### DATA UNDER STUDY
---+---
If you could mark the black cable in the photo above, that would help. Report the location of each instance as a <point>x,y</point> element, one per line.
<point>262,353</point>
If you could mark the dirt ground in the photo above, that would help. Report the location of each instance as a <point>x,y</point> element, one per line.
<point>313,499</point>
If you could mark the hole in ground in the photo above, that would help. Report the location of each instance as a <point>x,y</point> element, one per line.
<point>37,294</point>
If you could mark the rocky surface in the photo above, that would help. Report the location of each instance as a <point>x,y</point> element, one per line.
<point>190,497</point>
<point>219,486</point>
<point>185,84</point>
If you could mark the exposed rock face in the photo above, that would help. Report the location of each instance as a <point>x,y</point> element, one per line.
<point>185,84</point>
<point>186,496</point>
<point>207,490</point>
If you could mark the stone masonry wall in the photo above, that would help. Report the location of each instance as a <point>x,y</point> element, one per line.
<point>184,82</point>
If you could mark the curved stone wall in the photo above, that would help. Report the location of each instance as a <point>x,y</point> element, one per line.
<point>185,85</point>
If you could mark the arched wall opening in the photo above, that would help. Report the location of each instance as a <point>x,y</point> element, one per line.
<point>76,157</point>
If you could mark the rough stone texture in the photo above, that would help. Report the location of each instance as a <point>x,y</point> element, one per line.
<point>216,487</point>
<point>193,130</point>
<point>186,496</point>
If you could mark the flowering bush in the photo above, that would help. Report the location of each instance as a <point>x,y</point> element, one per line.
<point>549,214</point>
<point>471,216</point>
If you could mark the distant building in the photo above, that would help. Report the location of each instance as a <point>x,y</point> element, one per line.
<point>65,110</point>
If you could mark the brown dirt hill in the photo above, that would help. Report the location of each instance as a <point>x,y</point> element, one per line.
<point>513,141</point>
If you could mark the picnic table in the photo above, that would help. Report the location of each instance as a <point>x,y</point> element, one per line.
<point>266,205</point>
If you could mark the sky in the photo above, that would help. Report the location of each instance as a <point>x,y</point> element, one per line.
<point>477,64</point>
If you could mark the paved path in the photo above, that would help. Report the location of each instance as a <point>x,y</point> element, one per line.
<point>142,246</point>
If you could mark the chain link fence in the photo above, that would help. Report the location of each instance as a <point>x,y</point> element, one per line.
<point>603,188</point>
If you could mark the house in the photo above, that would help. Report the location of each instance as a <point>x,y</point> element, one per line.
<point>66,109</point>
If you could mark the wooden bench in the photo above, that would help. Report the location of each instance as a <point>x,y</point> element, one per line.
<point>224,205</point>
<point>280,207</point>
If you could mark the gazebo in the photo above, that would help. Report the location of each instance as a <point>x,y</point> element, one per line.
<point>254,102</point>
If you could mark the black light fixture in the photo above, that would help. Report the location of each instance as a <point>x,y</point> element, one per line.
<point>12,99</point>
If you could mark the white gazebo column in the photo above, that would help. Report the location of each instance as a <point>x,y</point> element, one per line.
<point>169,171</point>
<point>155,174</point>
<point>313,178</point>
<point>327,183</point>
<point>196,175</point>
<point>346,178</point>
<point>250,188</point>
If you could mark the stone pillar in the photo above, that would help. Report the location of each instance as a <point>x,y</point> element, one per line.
---+---
Reproduce all of the entries word for word.

### RESULT OF THE TASK
If you could mark the black cable in the photo above, that would help. Report the location of each instance as a <point>x,y</point> element, one per line.
<point>262,353</point>
If you could mark the dirt ground in the photo above, that would help. Report the location of each instance as a <point>x,y</point> element, one per line.
<point>313,499</point>
If you could mark the hole in ground in the photo above, that would help. Report the location of each instance as a <point>x,y</point> element, one per line.
<point>37,294</point>
If you could mark the rocky surface in the photo above, that would help. Report the location of each instance as a <point>x,y</point> element, one per line.
<point>190,497</point>
<point>219,486</point>
<point>185,84</point>
If you could mark the exposed rock face in the photo above, that would help. Report the location of each instance as a <point>x,y</point> element, one per line.
<point>185,84</point>
<point>186,496</point>
<point>207,490</point>
If you could mark the stone masonry wall in the photo above, that would help. Report the location of each instance as a <point>x,y</point> element, one per line.
<point>184,82</point>
If you could mark the curved stone wall in the photo above, that would help. Report the location of each instance as a <point>x,y</point> element, one per line.
<point>185,85</point>
If you could mark the arched wall opening in the photo above, that would help. Report the location of each instance as a <point>x,y</point> element, one per line.
<point>76,157</point>
If you could mark the rough stone texture in the photo above, that would help. Report the location of each instance as a <point>x,y</point> element, one per line.
<point>216,487</point>
<point>193,130</point>
<point>186,496</point>
If you could mark the flowering bush in the photo above, that would help. Report the location of each instance as a <point>x,y</point> element, one per line.
<point>549,214</point>
<point>471,216</point>
If you could mark the distant building in the photo above, that would help. Report the location of each instance as a <point>x,y</point> element, one per line.
<point>65,110</point>
If you could mark the brown dirt hill in the photo above, that would help. Report the location of each instance as a <point>x,y</point> element, one per line.
<point>513,141</point>
If you could mark the picnic table in the photo above, that would help. Report the location of each instance as a <point>x,y</point> element, one per line.
<point>266,205</point>
If you could mark the sky in the photo above, that would help. Report the location of each instance as a <point>x,y</point> element, one per line.
<point>477,64</point>
If you could mark the paved path in the photo above, that would help. Report the location of each instance as a <point>x,y</point> element, one per line.
<point>142,246</point>
If you could mark the chain link fence in the photo above, that would help. Report the location of each instance as a <point>x,y</point> element, one per line.
<point>603,188</point>
If you could mark the house in the photo above, that would help. Report the location of each instance as a <point>x,y</point> element, one per line.
<point>66,109</point>
If you could mark the wooden bench in the photo above, that would help. Report the location of each instance as a <point>x,y</point> element, one per line.
<point>224,205</point>
<point>280,207</point>
If you could mark the gazebo in the photo above, that would help. Report the location of each instance as a <point>x,y</point> element, one per line.
<point>254,102</point>
If you could mark the black light fixture in the photo above, that would help. Report the location of each instance as a <point>x,y</point> element, one per line.
<point>12,99</point>
If you could mark the white gazebo column in the photo above, that would help. Report the location of each instance as a <point>x,y</point> element, one per line.
<point>169,171</point>
<point>155,174</point>
<point>313,178</point>
<point>327,183</point>
<point>196,175</point>
<point>346,178</point>
<point>250,188</point>
If you could mark the stone pillar in the photo above, that would help. Report the location of each instance as a <point>x,y</point> element, one per line.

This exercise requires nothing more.